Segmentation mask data
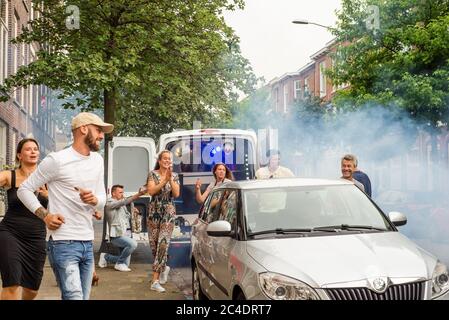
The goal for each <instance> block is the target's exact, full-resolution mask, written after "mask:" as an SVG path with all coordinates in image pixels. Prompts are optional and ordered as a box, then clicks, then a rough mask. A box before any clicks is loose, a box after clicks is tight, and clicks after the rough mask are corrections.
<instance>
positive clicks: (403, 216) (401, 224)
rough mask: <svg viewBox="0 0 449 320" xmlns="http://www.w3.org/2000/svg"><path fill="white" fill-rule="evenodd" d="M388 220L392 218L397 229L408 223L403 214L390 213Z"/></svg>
mask: <svg viewBox="0 0 449 320" xmlns="http://www.w3.org/2000/svg"><path fill="white" fill-rule="evenodd" d="M388 218H390V220H391V222H393V224H394V225H395V226H396V227H400V226H403V225H405V224H406V223H407V217H406V216H405V214H403V213H401V212H397V211H391V212H389V213H388Z"/></svg>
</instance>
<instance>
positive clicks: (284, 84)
mask: <svg viewBox="0 0 449 320" xmlns="http://www.w3.org/2000/svg"><path fill="white" fill-rule="evenodd" d="M287 102H288V86H287V85H285V84H284V113H287Z"/></svg>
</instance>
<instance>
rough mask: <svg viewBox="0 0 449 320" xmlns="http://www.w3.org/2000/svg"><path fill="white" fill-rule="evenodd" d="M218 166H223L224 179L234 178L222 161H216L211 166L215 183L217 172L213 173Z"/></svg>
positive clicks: (216, 169)
mask: <svg viewBox="0 0 449 320" xmlns="http://www.w3.org/2000/svg"><path fill="white" fill-rule="evenodd" d="M218 166H223V167H225V170H226V174H225V179H228V180H234V175H233V174H232V172H231V170H230V169H229V168H228V167H227V166H226V165H225V164H224V163H216V164H215V165H214V167H213V168H212V173H213V174H214V178H215V183H217V174H216V173H215V171H217V168H218Z"/></svg>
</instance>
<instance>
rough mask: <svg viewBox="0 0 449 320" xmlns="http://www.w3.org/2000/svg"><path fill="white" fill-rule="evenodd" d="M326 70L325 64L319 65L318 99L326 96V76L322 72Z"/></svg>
mask: <svg viewBox="0 0 449 320" xmlns="http://www.w3.org/2000/svg"><path fill="white" fill-rule="evenodd" d="M325 70H326V66H325V62H324V61H323V62H321V63H320V98H322V97H324V96H326V75H325V74H324V71H325Z"/></svg>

• EXERCISE DETAILS
Print all of the entries word for word. Skip any images they contain.

• TASK ANSWER
The goal for each <instance> block is the target's exact, full-resolution mask, written after "mask:" as an SVG path with all coordinates in image pixels. Prompts are optional and ordered as a box, then clicks, then a rough mask. A box before any clicks is loose, a box after clicks is tight, and clicks after the rough mask are corrections.
<instance>
positive clicks: (403, 216) (401, 224)
rough mask: <svg viewBox="0 0 449 320" xmlns="http://www.w3.org/2000/svg"><path fill="white" fill-rule="evenodd" d="M388 220L392 218L397 229L408 223L403 214L390 213Z"/></svg>
mask: <svg viewBox="0 0 449 320" xmlns="http://www.w3.org/2000/svg"><path fill="white" fill-rule="evenodd" d="M388 218H390V220H391V222H393V224H394V225H395V226H396V227H400V226H403V225H405V224H406V223H407V217H406V216H405V214H403V213H401V212H397V211H391V212H389V213H388Z"/></svg>
</instance>
<instance>
positive clicks: (284, 84)
mask: <svg viewBox="0 0 449 320" xmlns="http://www.w3.org/2000/svg"><path fill="white" fill-rule="evenodd" d="M287 102H288V86H287V85H285V84H284V113H287Z"/></svg>
</instance>
<instance>
rough mask: <svg viewBox="0 0 449 320" xmlns="http://www.w3.org/2000/svg"><path fill="white" fill-rule="evenodd" d="M218 166H223L224 179L234 178L222 161H216L211 166L215 183L217 172L213 173Z"/></svg>
positive clicks: (216, 169)
mask: <svg viewBox="0 0 449 320" xmlns="http://www.w3.org/2000/svg"><path fill="white" fill-rule="evenodd" d="M218 166H223V167H225V170H226V174H225V179H228V180H234V175H233V174H232V172H231V170H230V169H229V168H228V167H227V166H226V165H225V164H224V163H216V164H215V165H214V167H213V168H212V173H213V174H214V178H215V183H217V174H216V173H215V171H217V168H218Z"/></svg>
</instance>
<instance>
rough mask: <svg viewBox="0 0 449 320" xmlns="http://www.w3.org/2000/svg"><path fill="white" fill-rule="evenodd" d="M326 70L325 64L319 65L318 99L326 96V76L322 72Z"/></svg>
mask: <svg viewBox="0 0 449 320" xmlns="http://www.w3.org/2000/svg"><path fill="white" fill-rule="evenodd" d="M325 70H326V66H325V62H324V61H323V62H321V63H320V98H322V97H324V96H326V75H325V74H324V71H325Z"/></svg>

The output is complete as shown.